-- Opening Marker --

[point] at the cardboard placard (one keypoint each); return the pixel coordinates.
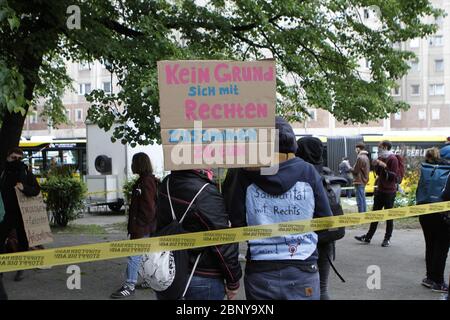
(211, 110)
(35, 219)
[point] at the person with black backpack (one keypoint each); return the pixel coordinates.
(282, 267)
(434, 226)
(191, 199)
(310, 149)
(388, 169)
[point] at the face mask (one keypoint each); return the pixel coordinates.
(14, 165)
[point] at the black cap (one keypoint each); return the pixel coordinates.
(286, 136)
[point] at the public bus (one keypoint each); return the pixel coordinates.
(41, 156)
(411, 147)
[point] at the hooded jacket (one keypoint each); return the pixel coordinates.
(142, 214)
(14, 173)
(445, 151)
(207, 213)
(361, 169)
(295, 192)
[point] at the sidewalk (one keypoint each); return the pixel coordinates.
(402, 268)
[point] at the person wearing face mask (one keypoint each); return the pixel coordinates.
(15, 174)
(387, 169)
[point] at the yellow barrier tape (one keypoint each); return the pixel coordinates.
(103, 192)
(125, 248)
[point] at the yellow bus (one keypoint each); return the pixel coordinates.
(40, 156)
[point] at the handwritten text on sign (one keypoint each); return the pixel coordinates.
(221, 107)
(35, 219)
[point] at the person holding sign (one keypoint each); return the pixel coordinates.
(15, 175)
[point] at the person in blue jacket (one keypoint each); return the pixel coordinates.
(285, 267)
(445, 150)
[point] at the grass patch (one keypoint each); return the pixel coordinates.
(79, 229)
(119, 227)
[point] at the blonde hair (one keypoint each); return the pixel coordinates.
(432, 154)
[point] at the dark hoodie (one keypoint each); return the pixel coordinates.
(294, 193)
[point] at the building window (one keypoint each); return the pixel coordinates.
(33, 117)
(366, 14)
(84, 88)
(79, 115)
(415, 90)
(83, 65)
(436, 41)
(414, 43)
(439, 65)
(415, 65)
(435, 114)
(437, 89)
(312, 114)
(395, 91)
(422, 114)
(107, 87)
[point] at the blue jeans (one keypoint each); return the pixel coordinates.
(203, 288)
(288, 283)
(134, 263)
(360, 191)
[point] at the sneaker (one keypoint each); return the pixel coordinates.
(19, 275)
(363, 238)
(123, 292)
(427, 282)
(143, 285)
(440, 287)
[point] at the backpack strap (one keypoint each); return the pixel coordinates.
(191, 275)
(190, 204)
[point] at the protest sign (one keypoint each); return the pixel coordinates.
(217, 113)
(35, 219)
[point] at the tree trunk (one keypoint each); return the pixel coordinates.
(12, 125)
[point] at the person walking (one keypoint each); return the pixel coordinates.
(446, 197)
(218, 270)
(386, 168)
(310, 149)
(141, 218)
(445, 150)
(437, 236)
(279, 268)
(361, 171)
(345, 170)
(15, 175)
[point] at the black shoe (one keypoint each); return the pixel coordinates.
(386, 243)
(363, 238)
(143, 286)
(19, 275)
(123, 292)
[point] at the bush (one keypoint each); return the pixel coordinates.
(64, 195)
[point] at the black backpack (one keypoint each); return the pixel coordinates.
(332, 185)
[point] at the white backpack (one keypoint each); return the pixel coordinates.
(158, 268)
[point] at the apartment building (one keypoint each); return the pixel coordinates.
(86, 76)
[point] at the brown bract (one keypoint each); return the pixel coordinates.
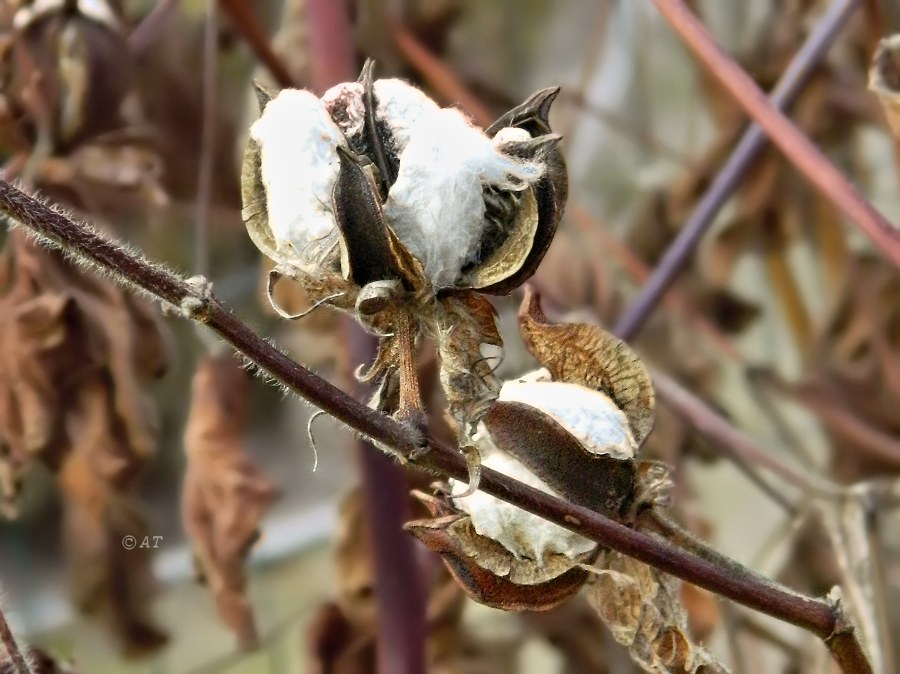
(582, 448)
(490, 574)
(641, 607)
(224, 495)
(588, 355)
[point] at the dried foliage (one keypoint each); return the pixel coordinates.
(75, 360)
(375, 200)
(225, 495)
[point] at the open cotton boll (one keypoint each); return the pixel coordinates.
(525, 535)
(299, 165)
(591, 416)
(401, 106)
(346, 107)
(436, 206)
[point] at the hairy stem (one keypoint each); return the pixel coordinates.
(823, 618)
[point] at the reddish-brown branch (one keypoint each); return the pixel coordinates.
(823, 618)
(444, 82)
(805, 156)
(399, 593)
(246, 24)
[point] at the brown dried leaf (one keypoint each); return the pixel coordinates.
(224, 495)
(641, 607)
(590, 356)
(884, 80)
(40, 662)
(107, 579)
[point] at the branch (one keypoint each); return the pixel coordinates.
(247, 26)
(823, 618)
(729, 177)
(805, 156)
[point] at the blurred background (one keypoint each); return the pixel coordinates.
(134, 115)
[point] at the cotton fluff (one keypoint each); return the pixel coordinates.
(299, 165)
(525, 535)
(589, 415)
(436, 206)
(401, 105)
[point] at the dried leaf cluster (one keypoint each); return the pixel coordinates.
(224, 495)
(77, 354)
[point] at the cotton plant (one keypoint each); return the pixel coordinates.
(381, 203)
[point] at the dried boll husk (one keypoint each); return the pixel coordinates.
(487, 572)
(400, 212)
(471, 208)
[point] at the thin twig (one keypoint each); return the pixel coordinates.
(731, 440)
(444, 82)
(805, 156)
(399, 592)
(245, 23)
(823, 618)
(729, 177)
(207, 143)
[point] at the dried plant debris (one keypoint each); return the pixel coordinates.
(69, 112)
(401, 211)
(884, 80)
(642, 608)
(342, 636)
(574, 437)
(224, 495)
(74, 360)
(40, 662)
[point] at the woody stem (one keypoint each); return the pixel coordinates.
(410, 396)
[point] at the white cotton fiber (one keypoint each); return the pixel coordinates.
(589, 415)
(436, 205)
(401, 105)
(299, 165)
(525, 535)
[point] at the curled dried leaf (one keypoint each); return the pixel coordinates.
(224, 494)
(641, 607)
(884, 80)
(590, 356)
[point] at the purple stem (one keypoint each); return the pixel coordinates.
(727, 180)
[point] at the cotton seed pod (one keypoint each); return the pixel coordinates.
(387, 174)
(571, 429)
(488, 573)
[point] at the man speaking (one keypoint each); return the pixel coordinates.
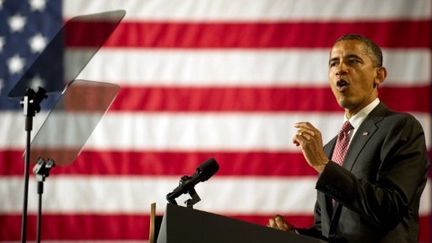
(372, 174)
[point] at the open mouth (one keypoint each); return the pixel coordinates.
(342, 85)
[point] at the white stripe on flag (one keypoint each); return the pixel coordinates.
(186, 131)
(285, 67)
(260, 9)
(94, 194)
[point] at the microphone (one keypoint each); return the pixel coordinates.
(206, 170)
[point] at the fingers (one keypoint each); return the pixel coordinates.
(305, 132)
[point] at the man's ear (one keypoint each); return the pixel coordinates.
(381, 76)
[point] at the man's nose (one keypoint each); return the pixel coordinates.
(341, 69)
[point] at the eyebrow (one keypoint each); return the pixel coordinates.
(347, 56)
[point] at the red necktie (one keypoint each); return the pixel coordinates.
(342, 143)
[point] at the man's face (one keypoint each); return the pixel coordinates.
(353, 75)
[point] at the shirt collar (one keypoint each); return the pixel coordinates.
(357, 119)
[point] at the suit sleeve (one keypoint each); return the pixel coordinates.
(400, 177)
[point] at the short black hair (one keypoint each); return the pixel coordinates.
(371, 46)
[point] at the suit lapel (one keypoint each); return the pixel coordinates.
(365, 132)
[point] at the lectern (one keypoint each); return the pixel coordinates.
(187, 225)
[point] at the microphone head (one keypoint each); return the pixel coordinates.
(207, 169)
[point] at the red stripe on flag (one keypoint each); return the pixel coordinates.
(249, 34)
(252, 163)
(261, 99)
(124, 226)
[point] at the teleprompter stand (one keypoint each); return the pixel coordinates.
(51, 72)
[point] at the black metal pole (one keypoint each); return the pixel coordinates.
(28, 128)
(39, 221)
(31, 105)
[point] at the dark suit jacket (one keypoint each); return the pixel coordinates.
(377, 192)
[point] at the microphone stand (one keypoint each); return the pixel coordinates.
(191, 191)
(31, 105)
(41, 169)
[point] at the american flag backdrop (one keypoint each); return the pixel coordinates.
(200, 78)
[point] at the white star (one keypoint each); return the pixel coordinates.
(16, 64)
(36, 82)
(37, 43)
(2, 43)
(37, 5)
(17, 23)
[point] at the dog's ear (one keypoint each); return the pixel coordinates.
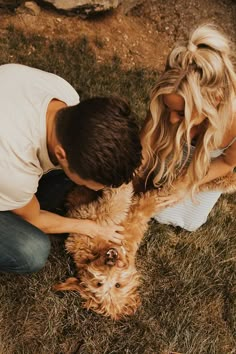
(70, 284)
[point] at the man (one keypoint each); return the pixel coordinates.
(43, 128)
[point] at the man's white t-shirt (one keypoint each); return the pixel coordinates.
(24, 97)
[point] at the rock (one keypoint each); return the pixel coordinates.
(29, 7)
(84, 6)
(128, 5)
(11, 4)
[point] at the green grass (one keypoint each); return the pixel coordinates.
(188, 289)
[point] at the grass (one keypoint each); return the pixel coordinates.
(188, 289)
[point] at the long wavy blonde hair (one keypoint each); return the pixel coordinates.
(201, 72)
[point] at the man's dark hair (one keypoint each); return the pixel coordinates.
(100, 136)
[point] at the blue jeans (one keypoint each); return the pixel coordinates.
(23, 247)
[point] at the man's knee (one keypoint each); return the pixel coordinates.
(35, 253)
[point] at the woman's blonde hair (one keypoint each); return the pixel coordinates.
(201, 72)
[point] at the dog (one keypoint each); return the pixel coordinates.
(107, 278)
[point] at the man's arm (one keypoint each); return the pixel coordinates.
(51, 223)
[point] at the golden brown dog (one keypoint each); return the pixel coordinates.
(106, 274)
(107, 277)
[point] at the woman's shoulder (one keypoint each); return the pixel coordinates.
(230, 134)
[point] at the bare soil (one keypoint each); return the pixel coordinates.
(141, 38)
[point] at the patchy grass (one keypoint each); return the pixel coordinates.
(189, 279)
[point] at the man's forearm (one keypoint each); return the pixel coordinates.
(51, 223)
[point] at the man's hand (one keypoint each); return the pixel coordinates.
(51, 223)
(175, 194)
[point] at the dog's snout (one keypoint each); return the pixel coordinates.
(111, 256)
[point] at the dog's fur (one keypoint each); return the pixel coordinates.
(106, 274)
(107, 277)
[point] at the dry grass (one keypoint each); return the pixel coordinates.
(189, 279)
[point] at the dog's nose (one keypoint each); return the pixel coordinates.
(111, 256)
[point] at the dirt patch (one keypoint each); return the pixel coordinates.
(141, 38)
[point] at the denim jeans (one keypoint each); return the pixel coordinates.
(23, 247)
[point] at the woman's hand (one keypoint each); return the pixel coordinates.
(109, 233)
(175, 194)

-- Closing Marker --

Please restate word for word only the lines from the one with "[point] at the woman's shoulder" through the final line of the listing above, both of them included.

[point] at the woman's shoulder (one keypoint each); return the pixel coordinates.
(230, 134)
[point] at the bare soil (one keypoint each); return the pixel coordinates.
(141, 38)
[point] at the patchy grass (one keypoint each); return the pixel coordinates.
(189, 279)
[point] at the man's forearm (one keypoint each); return the pixel coordinates.
(51, 223)
[point] at the man's hand (one keypoint each); return the pixel coordinates.
(51, 223)
(175, 194)
[point] at the dog's snout (one keypoint each); return the pixel coordinates.
(111, 256)
[point] at the dog's fur (one keypoint each); return the pixel coordinates.
(106, 274)
(107, 277)
[point] at the dry grass (one keypoint each); return the pixel coordinates.
(189, 279)
[point] at the dog's nose (one keypoint each); return the pixel coordinates.
(111, 256)
[point] at the dirt patch (one keypoint each); return the pixel coordinates.
(141, 38)
[point] at the denim jeans (one keypoint each); return the pixel coordinates.
(23, 247)
[point] at the woman's hand (one keypoint each); return the pixel coordinates.
(109, 233)
(175, 194)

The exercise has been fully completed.